Stated goal –
Please copy the lines below word for word, keeping every one of them in its original order.

#### Entries provided

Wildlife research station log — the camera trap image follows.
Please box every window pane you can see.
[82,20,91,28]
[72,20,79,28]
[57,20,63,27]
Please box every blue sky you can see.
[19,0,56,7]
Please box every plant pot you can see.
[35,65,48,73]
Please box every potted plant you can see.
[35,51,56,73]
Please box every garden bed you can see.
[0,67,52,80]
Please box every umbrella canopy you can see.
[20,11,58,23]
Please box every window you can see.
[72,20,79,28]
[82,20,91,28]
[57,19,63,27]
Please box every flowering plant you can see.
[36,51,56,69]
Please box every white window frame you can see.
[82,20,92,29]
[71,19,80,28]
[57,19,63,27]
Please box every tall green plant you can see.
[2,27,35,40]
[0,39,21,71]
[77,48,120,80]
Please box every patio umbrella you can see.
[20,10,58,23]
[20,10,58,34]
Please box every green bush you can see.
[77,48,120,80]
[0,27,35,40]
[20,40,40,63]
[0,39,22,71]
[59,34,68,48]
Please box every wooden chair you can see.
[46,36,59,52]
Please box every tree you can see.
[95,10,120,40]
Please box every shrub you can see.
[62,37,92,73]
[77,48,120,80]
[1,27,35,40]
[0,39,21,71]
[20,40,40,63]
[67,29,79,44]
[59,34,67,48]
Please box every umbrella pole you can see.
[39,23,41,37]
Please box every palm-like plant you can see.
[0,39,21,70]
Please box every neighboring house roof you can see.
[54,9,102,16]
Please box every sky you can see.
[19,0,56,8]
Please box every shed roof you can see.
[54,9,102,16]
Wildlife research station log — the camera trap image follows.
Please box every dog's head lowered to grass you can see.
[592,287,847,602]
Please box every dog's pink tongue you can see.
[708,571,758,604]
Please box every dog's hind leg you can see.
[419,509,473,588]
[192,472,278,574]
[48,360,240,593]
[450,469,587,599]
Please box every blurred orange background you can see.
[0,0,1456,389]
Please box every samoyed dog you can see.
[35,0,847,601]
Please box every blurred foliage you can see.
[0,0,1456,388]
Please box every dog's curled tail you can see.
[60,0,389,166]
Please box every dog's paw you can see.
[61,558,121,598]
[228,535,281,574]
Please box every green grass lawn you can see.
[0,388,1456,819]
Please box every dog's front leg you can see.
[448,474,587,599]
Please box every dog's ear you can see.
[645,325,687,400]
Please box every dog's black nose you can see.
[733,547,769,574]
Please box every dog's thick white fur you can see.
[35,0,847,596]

########

Reply –
Wildlife research station log — the camera trap image follows.
Please box every window pane you can see.
[82,20,91,28]
[72,20,79,28]
[57,20,63,27]
Please box every blue sky you can see.
[19,0,56,7]
Please box every plant pot you can see.
[35,65,48,73]
Please box every potted plant you can see.
[35,51,56,73]
Please box every garden bed you can see.
[0,67,52,80]
Please box every umbrella canopy you can see.
[20,11,58,23]
Please box every window you can see.
[72,20,79,28]
[82,20,91,28]
[57,19,63,27]
Please box every flowering plant you can see.
[36,51,56,69]
Please box every white window frame you can see.
[82,20,92,29]
[71,19,80,28]
[57,19,63,27]
Please box every tall green plant you can see.
[2,27,35,40]
[0,39,21,71]
[77,48,120,80]
Please box every patio umbrella you can see.
[20,10,58,23]
[20,10,58,34]
Please box every green bush you can see.
[77,48,120,80]
[0,27,35,40]
[20,40,40,63]
[0,39,22,71]
[59,34,68,48]
Please box every wooden chair you can see.
[46,36,59,52]
Please box every tree you can see.
[95,10,120,40]
Please box every shrub you can see.
[62,37,92,73]
[77,48,120,80]
[1,27,35,40]
[0,39,21,71]
[20,40,40,63]
[67,29,79,44]
[59,34,67,48]
Please box every umbrella pole you can see.
[39,23,41,37]
Please box every palm-like plant you can see.
[0,39,21,70]
Please box every neighboring house roof you can see.
[54,9,102,16]
Please box every sky you can see.
[19,0,56,8]
Please box every shed roof you can see.
[54,9,102,16]
Wildlife research station log — the camera trap image follows.
Please box every dog's head lowered to grass you can see.
[592,287,847,602]
Please box every dog's pink tongue you can see.
[708,571,758,604]
Please box every dog's hind leg you can see.
[419,509,473,588]
[192,472,278,574]
[48,360,240,593]
[450,469,587,599]
Please box every blurred orange background you can see.
[0,0,1456,389]
Please box every samoyed dog you can see.
[35,0,847,601]
Please box every blurred foliage you can see.
[0,0,1456,388]
Please box every dog's curled tail you can see.
[60,0,389,166]
Please box every dog's paw you can see.
[61,558,121,598]
[228,535,281,574]
Please box every green grass lawn you can see.
[0,388,1456,819]
Please box every dog's front leg you can see.
[448,474,587,599]
Please box every dog's ear you can see.
[645,325,687,400]
Please box every dog's black nose you can see.
[733,547,769,574]
Please box every dog's thick white fur you can see.
[35,0,847,596]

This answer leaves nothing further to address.